▶ Trecho fornecido
++++++++++
Com a exploração do palco em níveis, temos a impressão de estarmos colocados entre dois espelhos, e a movimentação dos bailarinos constrói e desconstrói essa percepção, numa relação intrigante e provocativa que chama à atenção o quanto se cria e o quanto se copia em relações interpessoais. Fica claramente estabelecido um diálogo, e a alternância dos níveis coloca o público em diversos lugares diferentes, prontos a interagir e a responder ao que aparece em frente.

Salut, de Pierre Rigal também tem um diálogo, mas, dessa vez, é um diálogo do bailarino consigo mesmo. Ponto alto desse programa, a obra começa pelo fim: a cena começa com os bailarinos agradecendo, como se fosse o fim de uma apresentação. E todo o desenrolar da obra tem os bailarinos progressivamente se despindo, ou pelo menos tentando se despir.

Desmontando os bailarinos, Rigal tira o foco das personagens e trata do processo difícil de vestir e despir a personagem. Questionamos onde começa o enredo e onde acaba o bailarino, e o parto – e seu processo reverso – de entrar em cena e sair de cena. A mecânica robótica dos movimentos dos agradecimentos (que remonta às tradições do clássico, bem colocadas no contexto da Opéra de Paris) mostra um estado de passagem que precisa de um meio termo, o qual nem sempre é encontrado. Só tirar os figurinos não basta. Ainda é preciso despir uma história. Uma experiência que é carregada por cada bailarino, no próprio corpo, ao longo da vida profissional, e, ao mesmo tempo (e no mesmo corpo), na vida pessoal, fora do palco, do teatro e da personagem.

Essa ideia da vida, do tempo e do hábito, é construída também visualmente na cena. O palco tem uma luz forte e redonda ao fundo, algo entre um foco e um sol, que vai se pondo ao longo da obra, com uma nova estrutura que sobe em seu lugar, numa luz azulada e fria que lembra uma lua. E o trabalho e o esforço dos bailarinos continua. Ainda que o andamento da obra seja bastante ralentado, mostrando um processo que se arrasta e que resiste – não um corte abrupto – a obra passa depressa. E quando chegamos aos agradecimentos de Salut, fica uma dúvida sobre como responder. Sabendo da intimidade do processo que ali se inicia, a obra estabelece um ciclo, e, mesmo terminando, recomeça. Amarrando as duas pontas da coreografia, Rigal deixa um grande questionamento sobre os artistas para seu público.
++++++++++
Responda, por favor, às perguntas a seguir com base no trecho.
1. Com que cena começa a obra Salut?
2. O que os bailarinos fazem, ou tentam fazer, progressivamente ao longo da obra?
3. Que luz sobe no lugar da luz forte e redonda do fundo do palco?
++++++++++
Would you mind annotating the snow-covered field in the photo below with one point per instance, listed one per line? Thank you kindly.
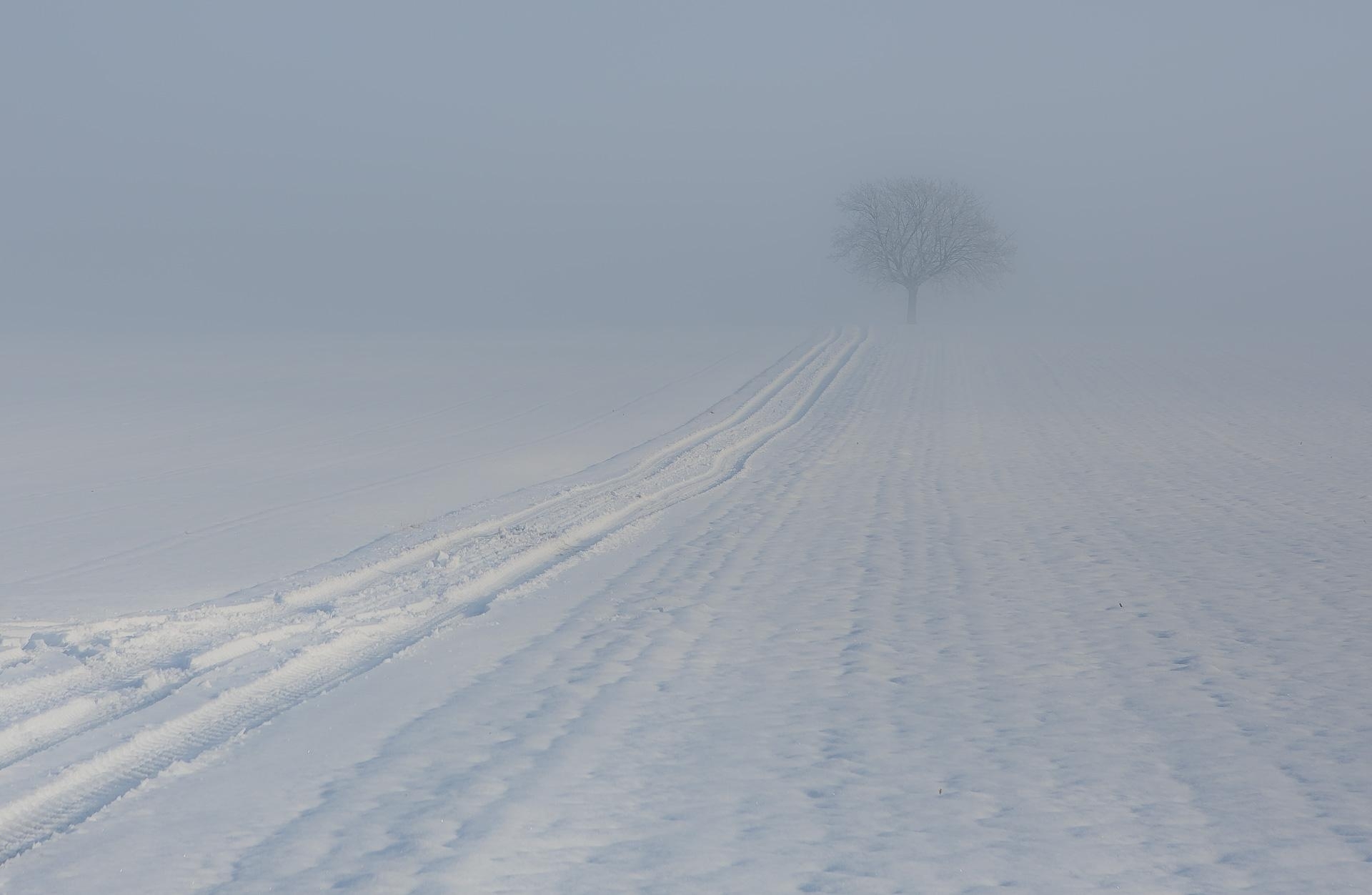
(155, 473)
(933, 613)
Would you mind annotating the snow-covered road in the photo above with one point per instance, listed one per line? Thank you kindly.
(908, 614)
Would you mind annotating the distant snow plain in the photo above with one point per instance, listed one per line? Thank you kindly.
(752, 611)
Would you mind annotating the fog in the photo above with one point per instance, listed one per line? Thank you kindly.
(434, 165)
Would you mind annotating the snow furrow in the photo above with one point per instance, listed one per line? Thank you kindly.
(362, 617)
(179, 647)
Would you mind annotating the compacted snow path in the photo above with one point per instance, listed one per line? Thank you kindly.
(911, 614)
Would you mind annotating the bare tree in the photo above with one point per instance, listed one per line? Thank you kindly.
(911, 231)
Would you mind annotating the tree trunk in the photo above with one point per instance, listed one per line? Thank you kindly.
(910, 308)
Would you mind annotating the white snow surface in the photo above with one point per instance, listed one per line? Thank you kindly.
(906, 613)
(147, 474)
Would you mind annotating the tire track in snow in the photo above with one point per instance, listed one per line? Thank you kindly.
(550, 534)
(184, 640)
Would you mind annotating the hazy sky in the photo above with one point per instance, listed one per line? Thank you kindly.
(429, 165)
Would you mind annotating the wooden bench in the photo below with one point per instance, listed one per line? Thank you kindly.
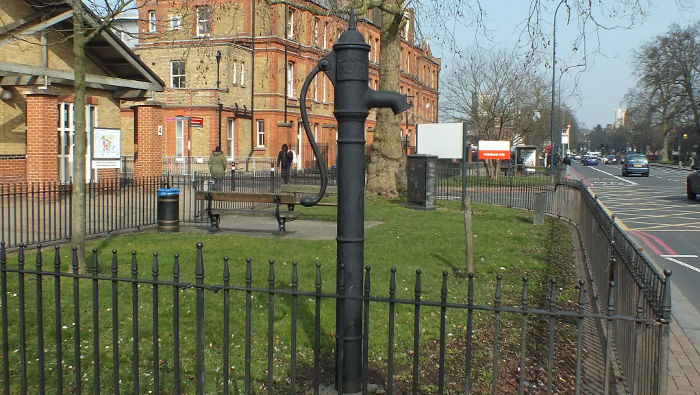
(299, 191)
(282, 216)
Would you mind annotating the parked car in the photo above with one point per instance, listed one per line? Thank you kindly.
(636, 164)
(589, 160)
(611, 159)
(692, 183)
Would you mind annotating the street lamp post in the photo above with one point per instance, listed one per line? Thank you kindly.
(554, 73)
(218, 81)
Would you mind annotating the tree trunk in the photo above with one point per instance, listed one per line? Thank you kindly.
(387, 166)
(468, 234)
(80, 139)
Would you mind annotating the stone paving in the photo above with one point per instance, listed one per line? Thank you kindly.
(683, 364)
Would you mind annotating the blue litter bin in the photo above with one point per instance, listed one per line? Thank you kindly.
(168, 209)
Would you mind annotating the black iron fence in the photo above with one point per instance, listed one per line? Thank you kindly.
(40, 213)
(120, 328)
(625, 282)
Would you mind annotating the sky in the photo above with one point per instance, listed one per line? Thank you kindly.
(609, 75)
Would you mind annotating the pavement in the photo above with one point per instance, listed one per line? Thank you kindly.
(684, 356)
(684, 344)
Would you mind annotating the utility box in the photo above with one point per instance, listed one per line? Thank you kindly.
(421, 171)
++++++++++
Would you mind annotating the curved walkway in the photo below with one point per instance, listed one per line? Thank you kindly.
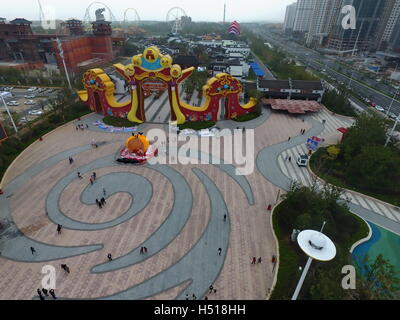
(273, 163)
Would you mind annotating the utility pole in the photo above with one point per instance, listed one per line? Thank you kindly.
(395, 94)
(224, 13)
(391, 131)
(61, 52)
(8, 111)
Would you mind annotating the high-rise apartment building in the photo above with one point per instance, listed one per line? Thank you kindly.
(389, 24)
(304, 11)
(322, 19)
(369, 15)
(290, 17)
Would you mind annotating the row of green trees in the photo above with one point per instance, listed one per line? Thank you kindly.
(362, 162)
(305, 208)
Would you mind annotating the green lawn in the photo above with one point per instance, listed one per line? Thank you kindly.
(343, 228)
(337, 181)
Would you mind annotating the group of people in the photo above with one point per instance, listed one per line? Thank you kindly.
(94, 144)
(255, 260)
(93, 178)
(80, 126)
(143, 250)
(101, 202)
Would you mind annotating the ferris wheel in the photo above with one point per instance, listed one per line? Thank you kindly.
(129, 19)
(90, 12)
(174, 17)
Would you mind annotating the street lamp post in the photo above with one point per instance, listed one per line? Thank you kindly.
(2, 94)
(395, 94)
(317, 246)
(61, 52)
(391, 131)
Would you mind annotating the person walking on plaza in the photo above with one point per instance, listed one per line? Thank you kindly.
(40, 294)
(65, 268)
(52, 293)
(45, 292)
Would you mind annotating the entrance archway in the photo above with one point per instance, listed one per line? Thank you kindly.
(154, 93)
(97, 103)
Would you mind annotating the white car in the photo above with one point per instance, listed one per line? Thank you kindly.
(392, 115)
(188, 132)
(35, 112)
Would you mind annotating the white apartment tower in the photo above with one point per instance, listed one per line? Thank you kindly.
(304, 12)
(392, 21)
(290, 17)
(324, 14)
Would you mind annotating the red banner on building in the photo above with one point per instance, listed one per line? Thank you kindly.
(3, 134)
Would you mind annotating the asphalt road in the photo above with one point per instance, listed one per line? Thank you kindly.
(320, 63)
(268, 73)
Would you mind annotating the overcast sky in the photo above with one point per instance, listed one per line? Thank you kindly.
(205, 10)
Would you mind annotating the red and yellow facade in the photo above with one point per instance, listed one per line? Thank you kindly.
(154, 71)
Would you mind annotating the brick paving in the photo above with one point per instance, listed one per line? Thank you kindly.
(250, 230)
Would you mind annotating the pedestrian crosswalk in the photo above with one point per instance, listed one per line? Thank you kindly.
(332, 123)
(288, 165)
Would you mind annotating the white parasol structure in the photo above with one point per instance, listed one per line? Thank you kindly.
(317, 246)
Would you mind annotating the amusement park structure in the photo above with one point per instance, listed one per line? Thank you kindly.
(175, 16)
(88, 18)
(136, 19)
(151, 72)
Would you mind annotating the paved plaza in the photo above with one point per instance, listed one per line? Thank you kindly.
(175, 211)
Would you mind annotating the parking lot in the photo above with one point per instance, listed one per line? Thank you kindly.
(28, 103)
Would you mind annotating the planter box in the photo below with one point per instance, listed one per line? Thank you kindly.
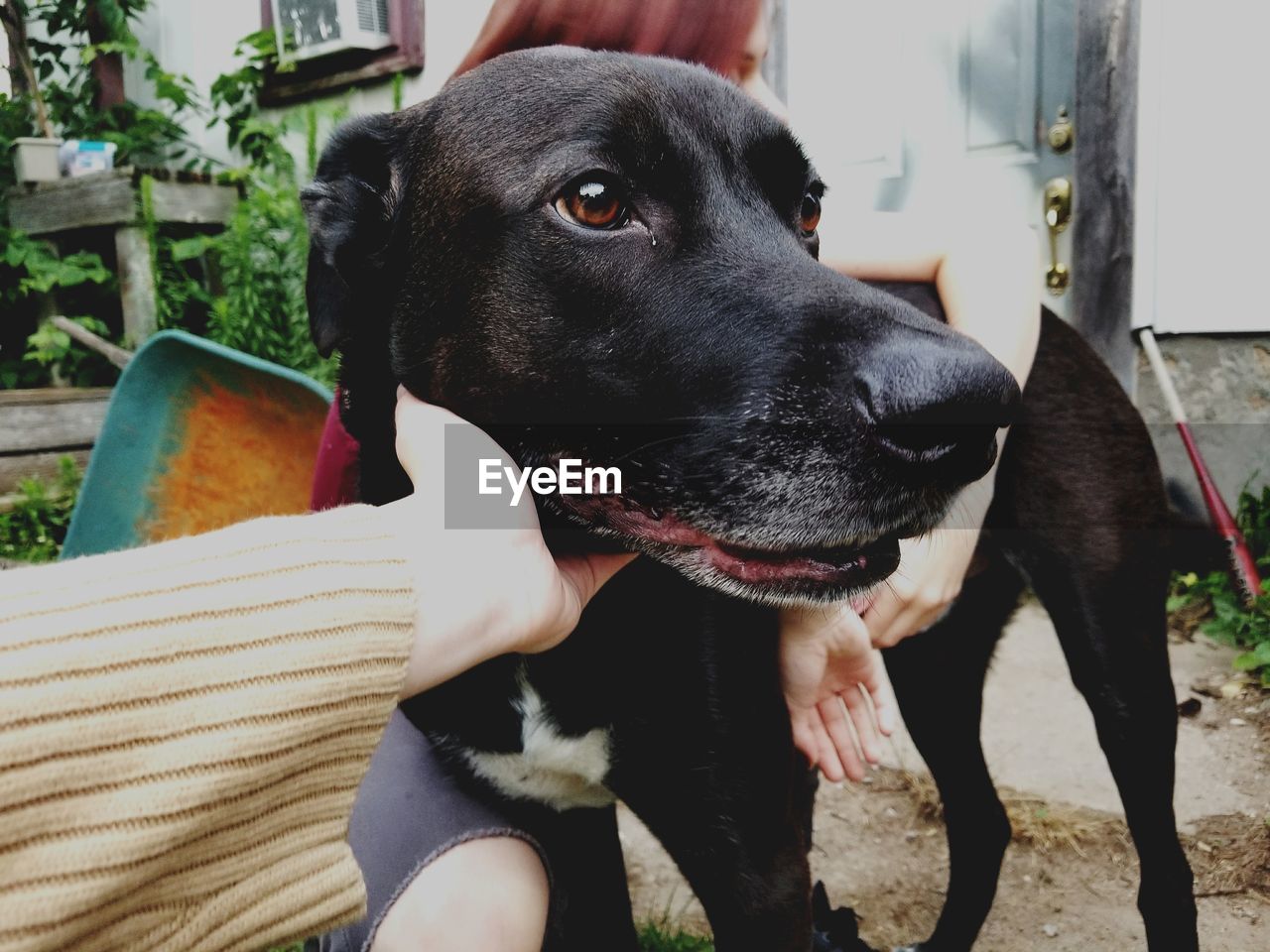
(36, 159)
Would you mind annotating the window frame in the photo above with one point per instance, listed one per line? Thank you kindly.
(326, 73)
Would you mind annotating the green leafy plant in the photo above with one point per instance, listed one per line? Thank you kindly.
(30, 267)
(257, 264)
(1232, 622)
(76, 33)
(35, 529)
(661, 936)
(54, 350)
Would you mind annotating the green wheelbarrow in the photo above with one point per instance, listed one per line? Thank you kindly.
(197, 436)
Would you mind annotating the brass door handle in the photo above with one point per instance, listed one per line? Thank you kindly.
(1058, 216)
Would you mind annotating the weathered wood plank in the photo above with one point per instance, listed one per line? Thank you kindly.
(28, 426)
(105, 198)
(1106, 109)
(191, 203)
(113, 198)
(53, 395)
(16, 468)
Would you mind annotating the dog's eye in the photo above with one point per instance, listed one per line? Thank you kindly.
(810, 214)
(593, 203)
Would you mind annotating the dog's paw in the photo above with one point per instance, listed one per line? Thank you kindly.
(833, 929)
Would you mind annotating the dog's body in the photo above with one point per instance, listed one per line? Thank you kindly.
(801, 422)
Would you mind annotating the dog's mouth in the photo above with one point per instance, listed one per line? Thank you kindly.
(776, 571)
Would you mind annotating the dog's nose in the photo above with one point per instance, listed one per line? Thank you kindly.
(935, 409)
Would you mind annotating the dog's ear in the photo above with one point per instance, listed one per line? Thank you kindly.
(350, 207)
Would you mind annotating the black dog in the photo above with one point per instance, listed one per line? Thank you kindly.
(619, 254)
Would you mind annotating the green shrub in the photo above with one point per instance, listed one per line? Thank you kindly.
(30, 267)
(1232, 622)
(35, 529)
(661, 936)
++++++++++
▶ A solução
1. Com os bailarinos agradecendo, como se fosse o fim de uma apresentação.
2. Eles vão se despindo, ou pelo menos tentando se despir.
3. Uma luz azulada e fria que lembra uma lua.